Input -
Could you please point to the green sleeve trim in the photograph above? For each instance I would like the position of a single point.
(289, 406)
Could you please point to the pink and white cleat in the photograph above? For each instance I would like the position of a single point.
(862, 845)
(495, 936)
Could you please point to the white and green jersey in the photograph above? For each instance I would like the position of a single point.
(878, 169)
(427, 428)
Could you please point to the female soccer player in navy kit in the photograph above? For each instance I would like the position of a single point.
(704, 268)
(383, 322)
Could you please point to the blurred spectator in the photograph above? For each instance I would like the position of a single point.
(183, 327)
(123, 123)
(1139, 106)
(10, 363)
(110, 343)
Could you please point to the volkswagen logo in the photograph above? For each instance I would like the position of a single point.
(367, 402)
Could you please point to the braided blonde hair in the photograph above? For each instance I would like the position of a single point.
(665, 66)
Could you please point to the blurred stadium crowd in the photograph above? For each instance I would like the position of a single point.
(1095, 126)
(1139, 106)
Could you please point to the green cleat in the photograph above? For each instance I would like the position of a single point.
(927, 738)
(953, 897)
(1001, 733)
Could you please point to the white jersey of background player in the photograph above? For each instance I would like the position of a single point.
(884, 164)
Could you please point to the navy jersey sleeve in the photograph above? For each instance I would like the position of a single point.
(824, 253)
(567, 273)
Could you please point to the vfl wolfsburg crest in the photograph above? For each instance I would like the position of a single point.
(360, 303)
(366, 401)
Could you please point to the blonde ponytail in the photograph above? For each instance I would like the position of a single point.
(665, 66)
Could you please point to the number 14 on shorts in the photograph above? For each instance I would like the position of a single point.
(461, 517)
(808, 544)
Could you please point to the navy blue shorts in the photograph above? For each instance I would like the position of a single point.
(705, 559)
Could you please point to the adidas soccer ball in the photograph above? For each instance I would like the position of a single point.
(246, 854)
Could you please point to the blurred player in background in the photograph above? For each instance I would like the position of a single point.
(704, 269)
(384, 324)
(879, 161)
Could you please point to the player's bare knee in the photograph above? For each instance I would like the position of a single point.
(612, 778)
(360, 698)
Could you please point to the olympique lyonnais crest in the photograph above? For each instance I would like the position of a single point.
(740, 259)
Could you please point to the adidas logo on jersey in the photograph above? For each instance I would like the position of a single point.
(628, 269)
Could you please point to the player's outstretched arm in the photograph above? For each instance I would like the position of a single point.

Task description -
Repeat all of the lines above, changing every "cleat" to "boot" and leaving everything else as it is.

Response to this exercise -
Could you please point to the green sleeve trim in the photograph above? For each instance I would like the position of a single point.
(289, 406)
Could you please point to the pink and white boot in the photograph above? For each instance I would like the position of a single point.
(862, 845)
(495, 936)
Could you please point to the white and green jersey in the photograph above? For each instance I would like the position of a single point.
(878, 169)
(427, 428)
Could you please point to the female soccer player in navy kit in the photograph above? For each instance I would like the position of a single point.
(704, 268)
(383, 322)
Could you please point to the blurred spectator in the photograph above? For each instance I would like the position of a single point.
(183, 327)
(123, 123)
(1139, 106)
(10, 363)
(110, 343)
Could you please point to the volkswagen logo in the photograph above? For each instance I would like the position of a single point.
(367, 402)
Could you please point to the braided blonde hair in the photograph above? For each instance I would like the position of a single point.
(665, 66)
Could you please point to the blurred stadium crowd in the photograph above? For each instance I would like the position of a single point.
(1095, 126)
(1139, 106)
Could you please point to the green boot in the photograph above? For each instance I would like the position of a single point.
(927, 738)
(953, 897)
(1001, 733)
Could you please point to the white jersey of background player in the photograph above? For each instance I would like the position of a single point.
(884, 164)
Could you please point to the navy jersey sleeve in the photograph above? For each instance I would like the position of a single point.
(824, 253)
(567, 273)
Could you please point to the vfl wolfsburg crest in the photograph above? For each instance I would like the position of a single point.
(360, 303)
(366, 401)
Could you please point to the blonde ponytail in the photograph above? For each instance I would like the position of a single point.
(665, 66)
Could you please point to the number 14 on shorts in the photograph above? For each instance I would like the position of a single point.
(461, 517)
(808, 544)
Could you please point to the navy blue shorts in the photograph above? For each instance I would like the position of a single point.
(705, 559)
Could you please point to the adidas soccer ball in the photograph above? For each instance I would like the position of a single point.
(246, 854)
Could you please point to the blurred player in background in the photograph above? For each instance I would like the position of a single point.
(704, 269)
(384, 324)
(879, 161)
Could you please point to the player's bare knee in the photograph above? For each instance I would like the position of a single point.
(612, 778)
(360, 698)
Could you please point to the olympique lyonnais crest in the photograph above? For each instance I would like the position of a single point.
(740, 259)
Could you please point to the adidas logo on jersey in the photograph above? For each instance I would like the position of a single point.
(628, 269)
Could you please point to the player's outstretched arm in the photograph above? For each instance I would like the position of a single point.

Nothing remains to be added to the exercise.